-- The exercise --
Retype every entry exactly, character for character.

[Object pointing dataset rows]
---*---

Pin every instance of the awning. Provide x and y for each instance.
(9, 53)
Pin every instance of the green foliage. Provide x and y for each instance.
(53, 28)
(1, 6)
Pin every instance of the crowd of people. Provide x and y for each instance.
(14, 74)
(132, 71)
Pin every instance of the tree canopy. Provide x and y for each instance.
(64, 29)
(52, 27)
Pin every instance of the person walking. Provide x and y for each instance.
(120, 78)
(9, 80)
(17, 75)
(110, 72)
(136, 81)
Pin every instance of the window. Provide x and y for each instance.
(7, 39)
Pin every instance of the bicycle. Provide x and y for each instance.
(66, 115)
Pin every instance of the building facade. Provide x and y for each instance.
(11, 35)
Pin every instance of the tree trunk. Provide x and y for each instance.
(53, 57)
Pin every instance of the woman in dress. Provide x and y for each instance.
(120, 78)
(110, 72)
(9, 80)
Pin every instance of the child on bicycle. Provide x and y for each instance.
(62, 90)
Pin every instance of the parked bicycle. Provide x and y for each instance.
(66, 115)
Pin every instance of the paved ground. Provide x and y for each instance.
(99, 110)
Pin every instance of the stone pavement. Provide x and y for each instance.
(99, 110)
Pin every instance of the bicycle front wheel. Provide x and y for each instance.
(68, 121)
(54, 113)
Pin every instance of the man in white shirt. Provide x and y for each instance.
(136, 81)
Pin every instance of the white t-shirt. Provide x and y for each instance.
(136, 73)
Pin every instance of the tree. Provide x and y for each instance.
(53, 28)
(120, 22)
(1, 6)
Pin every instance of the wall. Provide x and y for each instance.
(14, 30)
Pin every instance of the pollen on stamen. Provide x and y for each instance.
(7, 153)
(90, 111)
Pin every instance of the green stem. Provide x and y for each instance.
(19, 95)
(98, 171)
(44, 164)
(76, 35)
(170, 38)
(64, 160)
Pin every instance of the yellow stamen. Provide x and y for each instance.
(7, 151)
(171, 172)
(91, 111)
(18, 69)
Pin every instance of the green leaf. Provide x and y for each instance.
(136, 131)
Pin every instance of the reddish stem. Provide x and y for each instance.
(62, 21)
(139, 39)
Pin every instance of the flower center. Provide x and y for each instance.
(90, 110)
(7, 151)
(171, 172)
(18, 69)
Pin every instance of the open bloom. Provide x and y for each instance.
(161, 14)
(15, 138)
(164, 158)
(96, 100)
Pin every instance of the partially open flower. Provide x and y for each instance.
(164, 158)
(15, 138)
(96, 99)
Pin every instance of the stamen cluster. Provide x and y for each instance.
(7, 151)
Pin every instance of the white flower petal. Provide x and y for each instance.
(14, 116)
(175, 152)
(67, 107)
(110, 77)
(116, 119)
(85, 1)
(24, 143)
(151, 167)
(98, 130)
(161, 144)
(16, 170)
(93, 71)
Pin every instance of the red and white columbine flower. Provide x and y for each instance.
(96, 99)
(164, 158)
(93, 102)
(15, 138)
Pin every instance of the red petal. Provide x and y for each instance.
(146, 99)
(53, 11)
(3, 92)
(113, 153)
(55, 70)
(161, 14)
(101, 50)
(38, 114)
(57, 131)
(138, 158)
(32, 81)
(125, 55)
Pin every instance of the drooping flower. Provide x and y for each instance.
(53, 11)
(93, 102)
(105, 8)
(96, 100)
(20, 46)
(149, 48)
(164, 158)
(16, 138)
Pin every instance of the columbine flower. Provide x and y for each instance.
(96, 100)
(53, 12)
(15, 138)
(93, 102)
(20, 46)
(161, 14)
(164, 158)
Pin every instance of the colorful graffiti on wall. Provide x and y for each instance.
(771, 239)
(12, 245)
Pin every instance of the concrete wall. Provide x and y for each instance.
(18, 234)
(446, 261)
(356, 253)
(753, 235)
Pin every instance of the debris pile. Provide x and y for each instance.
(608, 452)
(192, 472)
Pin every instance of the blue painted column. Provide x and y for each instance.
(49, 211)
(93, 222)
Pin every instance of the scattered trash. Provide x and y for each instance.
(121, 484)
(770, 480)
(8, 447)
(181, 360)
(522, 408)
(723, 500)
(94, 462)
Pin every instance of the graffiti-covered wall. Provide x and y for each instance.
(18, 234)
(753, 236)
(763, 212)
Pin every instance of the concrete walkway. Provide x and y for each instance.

---*---

-- The result --
Pin every instance of the awning. Provide x and y for each instance.
(9, 53)
Pin every instance of the green foliage. Provide x and y for each instance.
(53, 28)
(1, 6)
Pin every instance of the crowd of people. Provide x and y for each instance.
(14, 74)
(132, 71)
Pin every instance of the tree canopy. Provide x and y for each instance.
(64, 29)
(52, 27)
Pin every instance of the person walking. Provide x and y for each instance.
(120, 78)
(9, 80)
(17, 75)
(110, 72)
(136, 81)
Pin every instance of the window. Provide x and y for each instance.
(7, 39)
Pin every instance of the bicycle. Provide x and y for each instance.
(66, 115)
Pin every instance of the building facade. Provide x and y for each instance.
(11, 35)
Pin every instance of the tree trunk. Provide x and y for each instance.
(53, 57)
Pin every instance of the woman in dress. Provide x and y for each instance.
(120, 78)
(110, 72)
(9, 80)
Pin every instance of the child on bicycle. Provide x and y for each instance.
(62, 90)
Pin every instance of the parked bicycle. Provide x and y for each instance.
(66, 115)
Pin every instance of the paved ground. Provide x and y for each instance.
(99, 110)
Pin every instance of the stone pavement. Provide x and y for each instance.
(99, 110)
Pin every instance of the bicycle front wheel. Provide x and y for each instance.
(68, 121)
(54, 113)
Pin every instance of the man in white shirt. Provide x and y for each instance.
(136, 81)
Pin every instance of the white t-shirt. Provide x and y for each instance.
(136, 73)
Pin every instance of the tree. Provide x and y for each instance.
(53, 28)
(120, 22)
(1, 6)
Pin every instance of the wall. Provide x and y for each instance.
(14, 30)
Pin every instance of the pollen on stamen. Provide x and y for each instance.
(7, 153)
(90, 111)
Pin every instance of the green stem. Provide x and y for each instance.
(19, 95)
(98, 171)
(44, 164)
(76, 35)
(170, 38)
(64, 160)
Pin every instance of the yellow stamen. Provide x and y for each instance.
(7, 151)
(171, 172)
(91, 111)
(18, 69)
Pin every instance of the green leaf. Provide x and y for each instance.
(136, 131)
Pin every instance of the reddish stem. Provide x and y for each instance.
(62, 21)
(139, 39)
Pin every instance of the flower center. Provide x and y for each instance.
(90, 110)
(7, 151)
(171, 172)
(18, 69)
Pin every instance of the open bloom. Provide x and y for each instance.
(161, 14)
(15, 138)
(164, 158)
(96, 100)
Pin every instance of the partially open flower. Provide x and y for each instance.
(164, 158)
(15, 138)
(96, 99)
Pin every instance of the stamen cluster. Provide x and y for each instance.
(7, 151)
Pin every instance of the white flower petal. Provide x and y for each instance.
(14, 116)
(175, 152)
(67, 107)
(110, 77)
(116, 119)
(85, 1)
(24, 143)
(151, 167)
(98, 130)
(161, 144)
(16, 170)
(93, 71)
Pin every instance of the red and white columbine flower. Provide x and y for each instance.
(96, 99)
(164, 158)
(93, 102)
(15, 138)
Pin every instance of the red petal. Provide x and y for each instance.
(146, 99)
(53, 11)
(3, 92)
(113, 153)
(55, 70)
(161, 14)
(101, 50)
(38, 114)
(57, 131)
(138, 158)
(32, 81)
(125, 55)
Pin every instance of the drooping flower. Provide x and y for each instance.
(53, 11)
(93, 102)
(105, 8)
(96, 100)
(20, 46)
(149, 48)
(164, 158)
(16, 138)
Pin every instance of the columbine flower. Provide x and y for each instance.
(96, 100)
(53, 12)
(15, 138)
(93, 102)
(20, 46)
(161, 14)
(164, 158)
Pin every instance of the colorful graffiti on wall. Provide x and y for each instance.
(771, 239)
(12, 245)
Pin every instance of the concrete wall. Provide x and y for each instance.
(18, 234)
(446, 261)
(356, 253)
(753, 235)
Pin every instance of the debris pile. Provide x and y for each instance.
(608, 452)
(192, 472)
Pin every instance of the blue painted column. Provide x and y for each instance.
(49, 211)
(93, 222)
Pin every instance of the scattered trash. Provide x and y for each instance.
(121, 484)
(770, 480)
(8, 447)
(181, 360)
(522, 408)
(723, 500)
(94, 462)
Pin every instance of the graffiti-covered wall. Provide x and y for each instance.
(18, 234)
(753, 236)
(763, 212)
Pin every instance of the concrete walkway. Provide x and y for each instance.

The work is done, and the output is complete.